··· Selected excerpt

Urban Meyer is now 0-4 as an NFL head coach, and it’s so bad his team even lost to the Jacksonville Jaguars! Why has it gone so wrong? That’s simple in college, a bull shit artist like Meyer works with teenagers, and he controls their future. In the NFL, he is coaching adults that see right through his B.S.! There are also no Eastern Michigan’s on the schedule; everybody in the NFL is a great player. After losing to Denver, Meyer told the Broncos that the NFL was like playing Alabama every week; what exactly did Meyer expect? Meyer is one of those fake evangelists that you hate. He walks around like a goody-two-shoes, and all along, his past shows that he is anything but that.
Meyer took the job in Gainesville, promising to follow Steve Spurrier’s example of winning with integrity, building a culture on and off the field that would make Florida alumni proud. So from the very start, this was nothing but B.S. from Meyer, who has never run a program like that anywhere.
At an early Gator Club meeting with all of the prominent boosters, Meyer addressed the difficulty of being admitted to the University of Florida. Meyer noted he’d sell Florida as being “in the top one percent of academics,” then put it over the top on the B.s. meter, he added that he would target “the top one percent of people.” What Florida wanted, Meyer said, was “the top one percent of the top one percent.” All B.S. But Meyer is nothing but talk; the ends justify the means.

······
··· Dataset records

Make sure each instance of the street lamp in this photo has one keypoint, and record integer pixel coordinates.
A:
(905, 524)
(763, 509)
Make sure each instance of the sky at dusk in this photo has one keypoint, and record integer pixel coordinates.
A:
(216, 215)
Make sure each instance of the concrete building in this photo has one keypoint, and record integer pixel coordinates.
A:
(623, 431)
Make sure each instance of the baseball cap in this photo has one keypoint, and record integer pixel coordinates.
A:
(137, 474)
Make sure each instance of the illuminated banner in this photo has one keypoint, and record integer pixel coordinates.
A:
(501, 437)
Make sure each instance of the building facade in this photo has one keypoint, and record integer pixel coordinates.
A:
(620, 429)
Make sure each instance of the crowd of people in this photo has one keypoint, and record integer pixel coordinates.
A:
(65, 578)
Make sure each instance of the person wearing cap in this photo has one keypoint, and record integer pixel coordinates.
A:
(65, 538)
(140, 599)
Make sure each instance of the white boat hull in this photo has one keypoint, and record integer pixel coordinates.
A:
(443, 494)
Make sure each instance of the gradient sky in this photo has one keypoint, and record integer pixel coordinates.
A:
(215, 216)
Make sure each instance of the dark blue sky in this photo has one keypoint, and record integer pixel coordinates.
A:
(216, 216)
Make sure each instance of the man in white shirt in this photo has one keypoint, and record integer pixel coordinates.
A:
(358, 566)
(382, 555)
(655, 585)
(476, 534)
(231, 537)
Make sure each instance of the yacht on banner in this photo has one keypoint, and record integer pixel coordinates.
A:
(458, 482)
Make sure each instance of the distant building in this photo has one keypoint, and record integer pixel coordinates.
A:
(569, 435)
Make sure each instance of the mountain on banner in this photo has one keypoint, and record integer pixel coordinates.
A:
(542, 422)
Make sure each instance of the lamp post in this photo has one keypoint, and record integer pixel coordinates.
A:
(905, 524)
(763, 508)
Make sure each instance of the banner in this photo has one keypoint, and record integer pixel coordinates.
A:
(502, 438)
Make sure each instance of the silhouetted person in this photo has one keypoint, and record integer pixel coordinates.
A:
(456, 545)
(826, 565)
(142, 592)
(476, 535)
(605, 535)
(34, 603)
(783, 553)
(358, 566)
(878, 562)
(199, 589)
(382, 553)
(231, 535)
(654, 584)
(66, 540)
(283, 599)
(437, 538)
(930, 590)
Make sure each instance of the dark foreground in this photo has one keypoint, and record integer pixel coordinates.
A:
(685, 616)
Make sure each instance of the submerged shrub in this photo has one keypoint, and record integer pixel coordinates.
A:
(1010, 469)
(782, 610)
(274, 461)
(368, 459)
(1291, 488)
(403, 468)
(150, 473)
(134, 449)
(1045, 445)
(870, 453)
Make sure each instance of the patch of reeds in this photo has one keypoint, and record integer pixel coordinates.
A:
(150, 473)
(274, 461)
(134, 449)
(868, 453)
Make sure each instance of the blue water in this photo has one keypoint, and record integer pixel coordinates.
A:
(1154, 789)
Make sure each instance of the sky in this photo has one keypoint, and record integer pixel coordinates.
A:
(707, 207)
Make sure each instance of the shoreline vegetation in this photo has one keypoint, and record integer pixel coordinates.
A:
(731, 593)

······

▶ What you need to do
Reproduce the Urban Meyer commentary from "Meyer took the" to "like that anywhere.", putting "honesty" wherever "integrity" appears.

▶ Answer
Meyer took the job in Gainesville, promising to follow Steve Spurrier’s example of winning with honesty, building a culture on and off the field that would make Florida alumni proud. So from the very start, this was nothing but B.S. from Meyer, who has never run a program like that anywhere.